::: RAW DATA :::

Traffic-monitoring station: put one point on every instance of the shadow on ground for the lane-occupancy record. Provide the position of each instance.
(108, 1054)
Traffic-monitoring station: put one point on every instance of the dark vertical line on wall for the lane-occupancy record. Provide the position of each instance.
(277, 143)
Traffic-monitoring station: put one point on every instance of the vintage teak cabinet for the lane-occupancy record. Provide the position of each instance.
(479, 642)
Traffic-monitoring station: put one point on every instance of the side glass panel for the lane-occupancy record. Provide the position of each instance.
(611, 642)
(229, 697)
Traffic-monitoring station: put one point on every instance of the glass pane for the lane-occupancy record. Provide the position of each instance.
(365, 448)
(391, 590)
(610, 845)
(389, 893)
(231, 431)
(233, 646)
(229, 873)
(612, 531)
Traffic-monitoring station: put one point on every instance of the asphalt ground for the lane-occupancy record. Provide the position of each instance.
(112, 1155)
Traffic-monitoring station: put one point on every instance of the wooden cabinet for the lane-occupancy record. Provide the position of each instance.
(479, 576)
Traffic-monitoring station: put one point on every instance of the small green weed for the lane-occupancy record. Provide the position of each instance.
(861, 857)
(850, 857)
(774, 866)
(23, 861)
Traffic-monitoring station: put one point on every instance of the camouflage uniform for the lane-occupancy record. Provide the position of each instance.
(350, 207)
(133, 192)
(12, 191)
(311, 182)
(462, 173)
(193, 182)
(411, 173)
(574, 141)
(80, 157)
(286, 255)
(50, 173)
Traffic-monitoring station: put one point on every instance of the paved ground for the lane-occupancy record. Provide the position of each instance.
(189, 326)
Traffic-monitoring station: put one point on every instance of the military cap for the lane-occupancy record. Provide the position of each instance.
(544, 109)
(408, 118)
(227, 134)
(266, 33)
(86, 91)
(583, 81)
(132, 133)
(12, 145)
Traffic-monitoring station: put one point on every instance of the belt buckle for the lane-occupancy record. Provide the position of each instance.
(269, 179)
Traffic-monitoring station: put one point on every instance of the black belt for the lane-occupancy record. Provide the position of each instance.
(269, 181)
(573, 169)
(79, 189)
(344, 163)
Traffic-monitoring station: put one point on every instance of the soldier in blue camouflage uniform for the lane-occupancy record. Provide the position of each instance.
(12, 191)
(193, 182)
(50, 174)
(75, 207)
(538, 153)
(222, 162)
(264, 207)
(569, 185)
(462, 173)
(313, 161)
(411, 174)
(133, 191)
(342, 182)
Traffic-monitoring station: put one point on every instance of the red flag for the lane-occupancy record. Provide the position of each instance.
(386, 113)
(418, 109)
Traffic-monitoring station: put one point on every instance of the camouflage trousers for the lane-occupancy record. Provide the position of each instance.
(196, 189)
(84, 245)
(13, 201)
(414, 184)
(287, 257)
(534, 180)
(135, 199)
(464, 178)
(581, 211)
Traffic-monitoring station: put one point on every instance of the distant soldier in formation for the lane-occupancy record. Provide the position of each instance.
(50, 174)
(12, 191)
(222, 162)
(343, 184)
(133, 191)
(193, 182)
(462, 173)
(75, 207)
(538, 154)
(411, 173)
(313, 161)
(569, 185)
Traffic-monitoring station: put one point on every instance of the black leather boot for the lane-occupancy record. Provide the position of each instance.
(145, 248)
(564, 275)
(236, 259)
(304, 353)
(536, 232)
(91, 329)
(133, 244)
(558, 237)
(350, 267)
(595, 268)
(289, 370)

:::

**GOAL**
Starting at the line containing "of the distant" and continuing through the last line, rewrite the lines with "lane-occupancy record" changed to "traffic survey" and nothing else altered.

**RESULT FOR THIS TASK**
Traffic-monitoring station: put one point on every instance of the distant soldier in formation for the traffic survey. Provide the position of each instance.
(50, 174)
(12, 191)
(222, 162)
(343, 184)
(133, 191)
(193, 182)
(462, 173)
(75, 207)
(538, 154)
(411, 173)
(313, 161)
(569, 185)
Traffic-monitoring station: put one point on every instance of the black leather boot for the traffic survey. Provide the position of each instance.
(145, 248)
(564, 275)
(236, 259)
(304, 353)
(536, 232)
(91, 329)
(133, 244)
(558, 237)
(350, 267)
(595, 268)
(289, 370)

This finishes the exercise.